— Start of Given data —
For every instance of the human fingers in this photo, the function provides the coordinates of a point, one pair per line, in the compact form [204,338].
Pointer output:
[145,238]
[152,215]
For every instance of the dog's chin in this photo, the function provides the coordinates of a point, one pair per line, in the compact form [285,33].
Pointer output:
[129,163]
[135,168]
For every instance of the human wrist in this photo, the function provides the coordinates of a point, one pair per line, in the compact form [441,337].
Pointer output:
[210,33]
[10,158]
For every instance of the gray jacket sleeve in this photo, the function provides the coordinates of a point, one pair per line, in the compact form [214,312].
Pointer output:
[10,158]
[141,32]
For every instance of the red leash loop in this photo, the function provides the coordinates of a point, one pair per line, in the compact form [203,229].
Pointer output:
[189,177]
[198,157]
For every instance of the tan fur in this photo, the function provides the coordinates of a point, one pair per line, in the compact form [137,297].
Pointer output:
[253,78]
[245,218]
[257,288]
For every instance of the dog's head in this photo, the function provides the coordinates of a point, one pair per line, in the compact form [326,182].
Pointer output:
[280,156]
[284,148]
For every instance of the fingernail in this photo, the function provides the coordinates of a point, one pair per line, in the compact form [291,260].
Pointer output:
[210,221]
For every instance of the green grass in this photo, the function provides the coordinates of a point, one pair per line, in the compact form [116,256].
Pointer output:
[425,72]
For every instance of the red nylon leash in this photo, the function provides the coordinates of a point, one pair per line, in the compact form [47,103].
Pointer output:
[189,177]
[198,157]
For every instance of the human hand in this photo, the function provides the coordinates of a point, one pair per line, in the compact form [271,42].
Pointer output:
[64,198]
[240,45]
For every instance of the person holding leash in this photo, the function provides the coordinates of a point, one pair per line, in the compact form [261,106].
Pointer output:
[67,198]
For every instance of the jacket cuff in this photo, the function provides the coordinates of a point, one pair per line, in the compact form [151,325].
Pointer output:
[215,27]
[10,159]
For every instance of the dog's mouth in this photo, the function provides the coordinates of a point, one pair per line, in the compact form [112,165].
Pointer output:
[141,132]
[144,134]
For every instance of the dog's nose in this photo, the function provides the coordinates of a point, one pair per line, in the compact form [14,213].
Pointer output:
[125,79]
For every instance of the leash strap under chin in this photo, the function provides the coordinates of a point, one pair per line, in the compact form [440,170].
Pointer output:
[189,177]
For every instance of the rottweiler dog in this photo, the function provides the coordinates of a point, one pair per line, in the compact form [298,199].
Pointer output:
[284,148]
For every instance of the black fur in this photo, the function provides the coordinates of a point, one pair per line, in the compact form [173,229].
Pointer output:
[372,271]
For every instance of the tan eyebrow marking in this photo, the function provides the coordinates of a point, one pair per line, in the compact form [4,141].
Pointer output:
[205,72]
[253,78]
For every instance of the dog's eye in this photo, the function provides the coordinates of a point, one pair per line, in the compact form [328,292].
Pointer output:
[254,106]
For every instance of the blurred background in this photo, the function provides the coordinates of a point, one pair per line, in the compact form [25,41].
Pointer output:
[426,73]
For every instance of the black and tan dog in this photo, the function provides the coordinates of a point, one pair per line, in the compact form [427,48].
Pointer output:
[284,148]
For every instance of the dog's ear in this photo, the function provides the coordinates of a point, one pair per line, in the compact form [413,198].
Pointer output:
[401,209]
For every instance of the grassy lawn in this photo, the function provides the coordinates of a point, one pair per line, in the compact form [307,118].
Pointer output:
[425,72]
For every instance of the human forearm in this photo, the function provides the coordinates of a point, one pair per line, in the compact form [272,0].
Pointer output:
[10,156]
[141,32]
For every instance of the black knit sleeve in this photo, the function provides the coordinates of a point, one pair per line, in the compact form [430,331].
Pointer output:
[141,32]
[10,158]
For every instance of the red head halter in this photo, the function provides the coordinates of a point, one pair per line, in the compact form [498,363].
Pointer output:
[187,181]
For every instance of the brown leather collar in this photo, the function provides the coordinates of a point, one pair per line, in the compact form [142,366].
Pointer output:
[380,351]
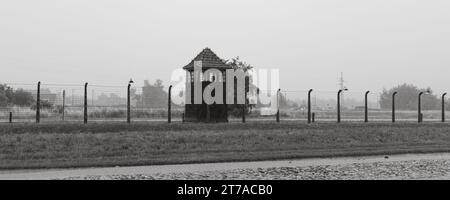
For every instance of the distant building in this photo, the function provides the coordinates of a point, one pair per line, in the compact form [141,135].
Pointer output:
[203,112]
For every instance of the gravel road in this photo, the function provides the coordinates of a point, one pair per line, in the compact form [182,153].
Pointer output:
[410,166]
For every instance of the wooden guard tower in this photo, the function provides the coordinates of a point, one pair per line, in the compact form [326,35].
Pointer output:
[203,112]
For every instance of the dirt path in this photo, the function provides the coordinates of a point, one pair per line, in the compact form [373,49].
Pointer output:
[408,166]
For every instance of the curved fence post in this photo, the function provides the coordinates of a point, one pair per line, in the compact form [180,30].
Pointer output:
[366,109]
[38,103]
[85,103]
[393,106]
[278,106]
[309,106]
[169,106]
[443,107]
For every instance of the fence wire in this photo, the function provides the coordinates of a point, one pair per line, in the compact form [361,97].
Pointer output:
[65,102]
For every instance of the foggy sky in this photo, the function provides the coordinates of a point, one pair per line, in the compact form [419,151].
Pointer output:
[375,43]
— End of Given data —
§ The request: Leave out all images, then reproduce the entries above exactly.

§ Completed exercise:
For every instance of the human fingers in this photo, the function provides the coordinates of a point, one pair per line, in the compact form [204,338].
Pointer output:
[145,238]
[152,215]
For every instance of the dog's chin in this photo, the function provides the coordinates of a point, one pair per line, in the compact form [285,33].
Pointer output:
[129,163]
[135,168]
For every instance of the human wrist in this photo, the function provides the coordinates of a point, one pair per line, in the compact form [441,337].
Pointer output:
[210,33]
[10,158]
For every instance of the gray jacket sleeve in this photo, the function provides the coordinates of a point, one pair per line, in the compact form [214,312].
Pointer output:
[10,158]
[141,32]
For every instance of the red leash loop in this photo, the function provides the coordinates of a point, one pair per line, in the compact form [203,229].
Pointer output:
[189,177]
[198,157]
For every instance of the tan fur in this photo, the function provides the coordinates of a point, one pair per line, in the compact form [137,297].
Pointer output:
[253,78]
[245,218]
[257,288]
For every instance of the dog's head in this photo, the function provides the coordinates of a point, one pair per line, in the compact form [326,182].
Pointer output:
[280,156]
[284,148]
For every instance of the fingernail in this photo, the function provides the coordinates of a point, one pair per line, in the compact form [291,260].
Pointer output:
[210,221]
For every instance of the green grass in this photo, the function provides the coordinates of a point, one pair per line, in the compact form [116,256].
Pointer output:
[425,72]
For every instance of the red nylon leash in this photo, the function provides the coordinates of a point, one pair per line, in the compact form [47,103].
Pointer output:
[189,177]
[198,157]
For every instance of the human hand in this photo, the function provides the coordinates of a point, one pair per line, in the compact form [271,42].
Pointer output:
[64,198]
[240,45]
For every instance of the person holding leash in this photo, the function provides the coordinates of a point, one pair per line, in the compact form [261,106].
Pointer output:
[67,198]
For every instance of the jacket cuff in this photo, the function provides the coordinates of a point, one pair per line, in the compact form [151,325].
Pointer output:
[215,27]
[10,159]
For every instance of the dog's mouth in this photo, the function provides the coordinates of a point, one pair per line, in the compact form [112,165].
Pointer output:
[141,132]
[144,134]
For every instance of the dog's nose in this photo, the function provides the coordinates of a point, one pair per line, in the compact form [14,213].
Pointer output:
[125,79]
For every instance of the leash strap under chin in this photo, the function provides the coordinates of a point, one pair per line, in the compact form [440,170].
Pointer output:
[189,177]
For every instance of the rottweiler dog in this photo, the function provides the coordinates of a point, one pair per line, in the compact form [298,199].
Pointer output:
[284,148]
For every instance of the black fur in this photo, the function provides the coordinates of a point, one pair per line, in the compact form [173,229].
Pointer output:
[372,271]
For every instance of the tan eyebrow marking in this photo, the function provides the coordinates of a point, one pair per line, in the compact form [4,141].
Pointer output:
[205,72]
[253,78]
For every instance of the dog's eye in this photo, the function provides the coordinates of a point, one pair per line, in the compact form [328,292].
Pointer output:
[254,106]
For every instance of the blurred background in this photo, the function provides the coordinates of a point, one pair per line, in the compact form [25,41].
Pointer output:
[426,73]
For every instance of the black and tan dog in this photo, the function provides the coordinates of a point, one pair per line, in the compact form [427,48].
Pointer output:
[284,148]
For every instance of the dog's ear in this photo, the function provides the coordinates of a point, one pair per line, in the compact form [413,198].
Pointer output:
[401,209]
For every instance of the grassy lawn in this photo, the function provides the coordinates of a point, one pair per line, in the compact form [307,118].
Pointer output:
[425,72]
For every instance of the human forearm in this photo, the function provides the coordinates of a point, one pair per line, in the compact form [272,0].
Pointer output:
[10,156]
[141,32]
For every instance of the black knit sleeve in this photo, the function provides the coordinates of a point, one pair per line, in the compact form [430,331].
Pointer output:
[141,32]
[10,158]
For every instance of the red head halter in this photo, the function provides the coordinates of a point, one pair per line, in the compact form [498,363].
Pointer output:
[187,181]
For every instance of the brown leather collar in this photo, the function provides the coordinates of a point, one pair per line, in the compact form [142,366].
Pointer output:
[380,351]
For every instance of the distant building in this photo, the function provides the coordinates of a point, one pair per line, in the compact form [141,135].
Pointer output:
[203,112]
For every instance of the gravel road in this photo, the function provides the coordinates of a point, one pair per line, in the compact form [182,153].
Pointer output:
[410,166]
For every instance of the wooden guard tower in this photo, the function provides the coordinates of a point, one pair per line, in the compact form [326,35].
Pointer output:
[203,112]
For every instance of the dirt path in this photo, the function provides the coordinates of a point, one pair per line, in the compact form [373,49].
Pointer output:
[408,166]
For every instance of the curved fence post in this photo, the function provides the coordinates of a point, one pair per line, in the compact form [180,30].
Pointer output:
[366,109]
[38,103]
[85,103]
[393,106]
[278,106]
[309,106]
[169,106]
[443,107]
For every instance of the fence wire in this photo, the function provides the coordinates of a point, one pair per line, in the compact form [361,97].
Pointer output:
[65,102]
For every instance of the foggy sky in this photo, the function provides the coordinates of a point, one pair per line, in the compact form [419,151].
Pointer output:
[375,43]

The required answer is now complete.